-- start of Text extract --

A quick-start guide to OpenZFS native encryption – Ars Technica

Close-up photograph of a padlock.
Enlarge / On-disk encryption is a complex topic, but this article should give you a solid handle on OpenZFS’ implementation.

One of the many features OpenZFS brings to the table is ZFS native encryption. First introduced in OpenZFS 0.8, native encryption allows a system administrator to transparently encrypt data at-rest within ZFS itself. This obviates the need for separate tools like LUKS, VeraCrypt, or BitLocker.

OpenZFS encryption algorithm defaults to either aes-256-ccm (prior to 0.8.4) or aes-256-gcm (>= 0.8.4) when encryption=on is set. But it may also be specified directly. Currently supported algorithms are:

  • aes-128-ccm
  • aes-192-ccm
  • aes-256-ccm (default in OpenZFS < 0.8.4)
  • aes-128-gcm
  • aes-192-gcm
  • aes-256-gcm (default in OpenZFS >= 0.8.4)

There’s more to OpenZFS native encryption than the algorithms used, though—so we’ll try to give you a brief but solid grounding in the sysadmin’s-eye perspective on the “why” and “what” as well as the simple “how.”

Why (or why not) OpenZFS native encryption?

A clever sysadmin who wants to provide at-rest encryption doesn’t actually need OpenZFS native encryption, obviously. As mentioned in the introduction, LUKS, VeraCrypt, and many other schemes are available and can be layered either beneath or atop OpenZFS itself.

First, the “why not”

-- end of Text extract --
-- start of Record extracts --

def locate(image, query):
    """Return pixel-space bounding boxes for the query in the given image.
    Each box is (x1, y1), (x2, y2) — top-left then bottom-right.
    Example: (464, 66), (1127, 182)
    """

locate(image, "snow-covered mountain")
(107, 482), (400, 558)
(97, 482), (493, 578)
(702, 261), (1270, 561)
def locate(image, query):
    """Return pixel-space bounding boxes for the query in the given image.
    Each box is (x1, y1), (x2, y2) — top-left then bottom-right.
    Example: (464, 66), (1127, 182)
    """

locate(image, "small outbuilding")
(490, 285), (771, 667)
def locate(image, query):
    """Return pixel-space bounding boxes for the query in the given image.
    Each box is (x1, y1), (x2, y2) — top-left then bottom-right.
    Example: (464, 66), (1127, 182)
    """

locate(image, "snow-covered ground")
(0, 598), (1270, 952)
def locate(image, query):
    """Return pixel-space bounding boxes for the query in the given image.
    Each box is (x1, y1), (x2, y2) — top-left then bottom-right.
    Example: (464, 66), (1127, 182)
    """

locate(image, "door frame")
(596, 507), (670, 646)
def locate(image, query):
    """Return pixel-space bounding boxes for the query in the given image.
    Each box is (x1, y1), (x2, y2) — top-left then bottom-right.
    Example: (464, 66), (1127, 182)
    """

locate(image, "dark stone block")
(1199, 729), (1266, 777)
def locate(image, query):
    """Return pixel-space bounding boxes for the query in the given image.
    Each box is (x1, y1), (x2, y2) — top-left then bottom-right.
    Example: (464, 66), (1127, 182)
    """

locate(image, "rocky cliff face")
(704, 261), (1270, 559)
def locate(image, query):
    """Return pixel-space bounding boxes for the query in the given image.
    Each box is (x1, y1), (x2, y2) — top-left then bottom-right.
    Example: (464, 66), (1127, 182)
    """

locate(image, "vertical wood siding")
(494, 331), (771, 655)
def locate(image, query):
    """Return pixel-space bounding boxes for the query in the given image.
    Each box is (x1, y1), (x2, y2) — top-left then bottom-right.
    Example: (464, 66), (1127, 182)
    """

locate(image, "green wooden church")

-- end of Record extracts --

What you will do:
**a)** In the OpenZFS encryption guide, which OpenZFS version first introduced native encryption?
**b)** From the OpenZFS encryption guide, duplicate the part that opens with the words containing "Close-up photograph of" and closes with "OpenZFS < 0.8.4)".
**c)** Name every encryption algorithm that the OpenZFS encryption guide lists as currently supported.

Responses for each task:
**a)** OpenZFS 0.8

**b)**
Close-up photograph of a padlock.
Enlarge / On-disk encryption is a complex topic, but this article should give you a solid handle on OpenZFS’ implementation.

One of the many features OpenZFS brings to the table is ZFS native encryption. First introduced in OpenZFS 0.8, native encryption allows a system administrator to transparently encrypt data at-rest within ZFS itself. This obviates the need for separate tools like LUKS, VeraCrypt, or BitLocker.

OpenZFS encryption algorithm defaults to either aes-256-ccm (prior to 0.8.4) or aes-256-gcm (>= 0.8.4) when encryption=on is set. But it may also be specified directly. Currently supported algorithms are:

  • aes-128-ccm
  • aes-192-ccm
  • aes-256-ccm (default in OpenZFS < 0.8.4)

**c)** aes-128-ccm, aes-192-ccm, aes-256-ccm, aes-128-gcm, aes-192-gcm, aes-256-gcm